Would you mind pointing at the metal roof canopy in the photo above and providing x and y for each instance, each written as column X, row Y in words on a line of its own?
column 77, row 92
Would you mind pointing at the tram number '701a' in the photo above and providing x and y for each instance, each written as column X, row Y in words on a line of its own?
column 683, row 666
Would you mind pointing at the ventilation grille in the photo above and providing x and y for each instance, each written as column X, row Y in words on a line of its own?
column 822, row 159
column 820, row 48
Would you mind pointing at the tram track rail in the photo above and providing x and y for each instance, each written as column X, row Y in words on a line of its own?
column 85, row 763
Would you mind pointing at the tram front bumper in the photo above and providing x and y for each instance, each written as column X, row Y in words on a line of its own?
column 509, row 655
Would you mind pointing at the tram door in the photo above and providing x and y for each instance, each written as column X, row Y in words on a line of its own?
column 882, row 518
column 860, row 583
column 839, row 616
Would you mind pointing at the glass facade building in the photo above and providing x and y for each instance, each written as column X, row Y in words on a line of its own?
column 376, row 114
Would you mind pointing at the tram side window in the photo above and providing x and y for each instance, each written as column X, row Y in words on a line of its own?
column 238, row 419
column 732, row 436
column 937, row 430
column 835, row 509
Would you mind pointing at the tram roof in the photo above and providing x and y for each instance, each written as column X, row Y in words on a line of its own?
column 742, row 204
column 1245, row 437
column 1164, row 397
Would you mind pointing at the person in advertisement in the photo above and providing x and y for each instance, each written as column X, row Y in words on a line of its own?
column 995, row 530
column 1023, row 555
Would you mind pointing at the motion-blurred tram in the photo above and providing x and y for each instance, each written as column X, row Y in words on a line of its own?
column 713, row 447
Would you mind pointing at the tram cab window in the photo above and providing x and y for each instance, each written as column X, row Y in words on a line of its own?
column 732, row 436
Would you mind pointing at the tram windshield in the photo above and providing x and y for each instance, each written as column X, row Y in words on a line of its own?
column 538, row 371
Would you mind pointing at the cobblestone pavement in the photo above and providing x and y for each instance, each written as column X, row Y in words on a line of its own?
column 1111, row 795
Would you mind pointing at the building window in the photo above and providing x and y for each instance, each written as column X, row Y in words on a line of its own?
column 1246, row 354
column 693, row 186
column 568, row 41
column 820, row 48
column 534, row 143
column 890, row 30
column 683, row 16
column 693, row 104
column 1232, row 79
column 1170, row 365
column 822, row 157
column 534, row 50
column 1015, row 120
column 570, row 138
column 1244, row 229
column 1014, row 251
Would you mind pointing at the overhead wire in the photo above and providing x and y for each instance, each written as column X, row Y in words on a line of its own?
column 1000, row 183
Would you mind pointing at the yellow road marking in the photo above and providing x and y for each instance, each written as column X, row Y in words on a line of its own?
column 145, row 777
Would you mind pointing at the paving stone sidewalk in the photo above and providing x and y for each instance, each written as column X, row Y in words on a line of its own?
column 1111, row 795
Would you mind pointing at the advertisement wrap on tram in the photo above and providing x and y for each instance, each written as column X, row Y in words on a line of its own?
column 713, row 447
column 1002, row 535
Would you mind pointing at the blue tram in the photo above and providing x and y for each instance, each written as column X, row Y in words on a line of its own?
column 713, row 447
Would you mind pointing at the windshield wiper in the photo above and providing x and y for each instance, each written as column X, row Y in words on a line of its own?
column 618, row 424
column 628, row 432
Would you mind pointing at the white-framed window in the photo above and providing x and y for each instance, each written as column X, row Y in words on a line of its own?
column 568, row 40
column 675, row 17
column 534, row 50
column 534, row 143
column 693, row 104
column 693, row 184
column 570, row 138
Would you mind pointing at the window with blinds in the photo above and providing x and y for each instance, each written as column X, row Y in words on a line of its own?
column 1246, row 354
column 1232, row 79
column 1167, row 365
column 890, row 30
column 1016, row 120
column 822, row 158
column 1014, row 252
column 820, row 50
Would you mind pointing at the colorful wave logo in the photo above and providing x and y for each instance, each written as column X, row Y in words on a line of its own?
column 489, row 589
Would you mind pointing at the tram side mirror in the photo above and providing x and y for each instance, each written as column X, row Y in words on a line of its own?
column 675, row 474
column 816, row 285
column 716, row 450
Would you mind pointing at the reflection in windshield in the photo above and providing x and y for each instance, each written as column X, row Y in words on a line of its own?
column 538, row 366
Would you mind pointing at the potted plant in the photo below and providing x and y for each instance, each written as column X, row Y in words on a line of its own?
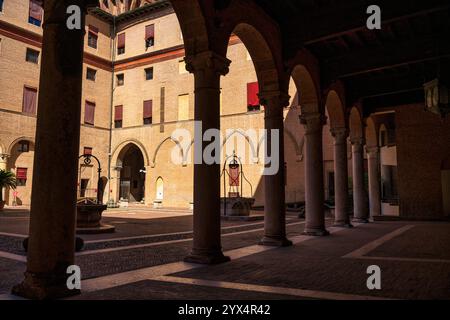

▶ What the exercise asks
Nothing but the pictures should be left out when the material above is copied.

▶ Task solution
Would you mind pointing at the metal roof canopy in the photo above and providing x and y for each instance, each written as column X, row Y in words on a line of its own?
column 77, row 92
Would you mind pointing at the tram number '701a' in the photo above and providing x and y for each instance, each written as column X, row Y in words on a line of its own?
column 683, row 666
Would you mind pointing at the ventilation grille in the photo above and providing x and y for each instance, each written as column X, row Y in words on a line of its own?
column 822, row 159
column 820, row 48
Would you mind pointing at the tram track rail in the photo above and providing x and y for each instance, each written as column X, row Y in words on a line of its own?
column 85, row 763
Would you mind pointing at the tram front bumper in the photo above and providing x and y for each instance, each written as column X, row Y in words on a line of its own?
column 509, row 655
Would you mind pointing at the tram door in the photo above and providing x and y for each instance, each written as column X, row Y in words on a line of its own?
column 882, row 518
column 860, row 583
column 839, row 616
Would you mind pointing at the glass facade building in the photo above and providing x and y for each instance, each written as column X, row Y in words on a line of its own?
column 376, row 114
Would you mind pointing at the tram side window in the photo above and providing x and y for each instance, each written as column X, row Y in words on a line of its own?
column 238, row 419
column 732, row 436
column 937, row 430
column 835, row 509
Would you mind pointing at the tram roof in the photo above and providing x and y for each instance, each written as column X, row Y in words on a line of its own?
column 742, row 204
column 1245, row 437
column 1164, row 397
Would you mind pointing at the person in advertisement in the photo above and providing x and y for each instance, each written as column X, row Y in words on a line of its own?
column 995, row 530
column 1023, row 555
Would you mind pointing at the motion-blurred tram in the photo above and providing x and y for each instance, each written as column X, row Y in words on a line of its own?
column 713, row 447
Would you mind pointing at the tram cab window in the photo above and providing x and y for each instance, each written as column X, row Y in words on a line of its own?
column 732, row 436
Would you mind pointing at the tram windshield in the photo above and providing x and y for each instance, each written as column X, row Y in words on a line of its own?
column 538, row 371
Would you mind pointing at the cobblestone pavement in the photo above and providing x and y for each instance, each written as column X, row Y in words on a line of its own?
column 1111, row 795
Would you mind pointing at the building window in the photo above and providing x and y for each instance, each written as column X, row Y in words on a line of its own?
column 1246, row 354
column 693, row 186
column 568, row 41
column 820, row 48
column 534, row 143
column 890, row 30
column 683, row 16
column 693, row 104
column 1232, row 79
column 1170, row 365
column 822, row 157
column 534, row 50
column 1015, row 120
column 570, row 138
column 1244, row 229
column 1014, row 251
Would you mind pointing at the overhead wire in the photo above and providing x and y for each instance, each written as column X, row Y in words on a line of its own?
column 1000, row 183
Would you mind pointing at the yellow road marking in the photo above and providing x and y for each instance, each written as column X, row Y in words on a line of its own?
column 145, row 777
Would you mind pointing at the paving stone sidewalk in the photo above and providing x and y for each instance, each written as column X, row Y in words on a line of its own?
column 1111, row 795
Would you mind pointing at the advertisement wrap on tram in the photo above and providing x and y for each instance, each written as column X, row Y in words on a line of its own?
column 713, row 447
column 1002, row 535
Would you mind pointing at the blue tram in the photo above and providing x and y for each instance, each written as column X, row Y in words on a line of its own?
column 713, row 447
Would you mind pointing at the windshield wiper in the photo above and providing x and y for each instance, each written as column X, row Y in words on a line of its own?
column 618, row 424
column 628, row 432
Would you mind pointing at the white-framed window in the photo above and providing x and y for each instance, each written as column X, row Y in words on a line of its own?
column 568, row 40
column 675, row 17
column 534, row 50
column 534, row 143
column 693, row 104
column 693, row 184
column 570, row 138
Would you mind pointing at the window with blinds in the photo above and providing x and y for each instance, each written as column X, row Y in words on a line of its own?
column 1246, row 354
column 1232, row 79
column 1167, row 365
column 890, row 30
column 1016, row 120
column 822, row 158
column 1014, row 252
column 820, row 50
Would you mind pointing at the colorful wave logo in the photo above and providing x and y for each instance, each written as column X, row Y in words on a line of its own?
column 489, row 589
Would you mind pointing at the tram side mirror in the photo above and providing x and y for each instance, each written as column X, row Y in words on a line of its own?
column 675, row 474
column 816, row 285
column 716, row 450
Would you mind pointing at the reflection in windshield in the photo above and providing x and y for each instance, each written as column X, row Y in words on a line of its own?
column 538, row 366
Would you mind pointing at the potted plant in the photo below and providing x and y for each instance, each written as column X, row Y in words on a line of its own?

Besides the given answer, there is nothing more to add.